■ **Exercise goal**
Reproduce every one of the records below, replacing each occurrence of "one dot per instance" with "one point per instance" and leaving everything else unchanged.

########

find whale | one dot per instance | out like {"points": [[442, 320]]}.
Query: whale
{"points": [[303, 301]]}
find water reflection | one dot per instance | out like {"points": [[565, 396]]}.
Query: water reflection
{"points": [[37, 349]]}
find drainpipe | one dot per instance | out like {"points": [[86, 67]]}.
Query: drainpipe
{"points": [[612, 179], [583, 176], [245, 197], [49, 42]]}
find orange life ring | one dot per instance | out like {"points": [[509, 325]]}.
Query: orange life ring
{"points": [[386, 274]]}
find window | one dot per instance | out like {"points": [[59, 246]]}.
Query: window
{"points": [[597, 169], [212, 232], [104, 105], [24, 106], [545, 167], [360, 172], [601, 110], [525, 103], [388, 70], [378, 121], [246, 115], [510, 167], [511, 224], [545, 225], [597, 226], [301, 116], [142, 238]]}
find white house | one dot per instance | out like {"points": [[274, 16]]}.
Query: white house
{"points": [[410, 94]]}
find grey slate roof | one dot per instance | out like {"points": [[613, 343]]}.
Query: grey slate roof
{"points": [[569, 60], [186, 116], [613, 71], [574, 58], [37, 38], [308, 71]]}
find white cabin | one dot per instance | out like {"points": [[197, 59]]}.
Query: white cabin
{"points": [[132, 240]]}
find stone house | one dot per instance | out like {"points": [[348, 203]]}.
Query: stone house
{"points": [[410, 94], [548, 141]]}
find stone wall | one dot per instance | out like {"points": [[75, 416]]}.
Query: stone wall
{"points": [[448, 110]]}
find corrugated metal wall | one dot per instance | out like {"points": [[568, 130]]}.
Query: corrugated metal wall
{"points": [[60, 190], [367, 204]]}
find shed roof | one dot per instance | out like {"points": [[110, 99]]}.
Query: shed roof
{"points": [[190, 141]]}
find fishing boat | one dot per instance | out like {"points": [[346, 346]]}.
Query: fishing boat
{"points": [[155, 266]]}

########

■ **The completed task**
find whale | one point per instance | out like {"points": [[442, 320]]}.
Query: whale
{"points": [[303, 301]]}
find water reflection | one point per instance | out like {"points": [[565, 396]]}.
Query: water reflection
{"points": [[37, 349]]}
find drainpipe | one point per instance | out like {"points": [[86, 67]]}.
Query: drainpipe
{"points": [[612, 179], [583, 176], [245, 197], [49, 42]]}
find orange life ring | one point per instance | out like {"points": [[509, 325]]}.
Query: orange life ring
{"points": [[386, 274]]}
find window | one point per instance | out like {"points": [[59, 246]]}.
Query: window
{"points": [[597, 169], [212, 232], [104, 105], [24, 106], [545, 167], [360, 172], [601, 110], [525, 103], [388, 70], [378, 121], [246, 115], [510, 167], [511, 224], [545, 225], [597, 226], [301, 116], [142, 238]]}
find white house | one point per instance | out like {"points": [[274, 16]]}.
Query: white house
{"points": [[410, 94]]}
find grey slate roof | one point per instance | out like {"points": [[613, 343]]}.
Query: grey slate roof
{"points": [[569, 60], [186, 116], [613, 71], [574, 58], [37, 38], [308, 71]]}
find white cabin | one point per instance | out like {"points": [[197, 59]]}.
Query: white cabin
{"points": [[132, 240]]}
find stone house | one point per instance | out like {"points": [[348, 203]]}.
Query: stone house
{"points": [[410, 94], [548, 141]]}
find stone wall | one point per instance | out like {"points": [[75, 416]]}.
Query: stone wall
{"points": [[448, 110]]}
find corrugated metal wall | one point per instance | out like {"points": [[568, 130]]}.
Query: corrugated metal wall
{"points": [[60, 190], [367, 204]]}
find shed roof | one point per instance | out like {"points": [[110, 99]]}.
Query: shed roof
{"points": [[190, 141]]}
find fishing boat | one point per instance | out like {"points": [[346, 346]]}.
Query: fishing boat
{"points": [[155, 266]]}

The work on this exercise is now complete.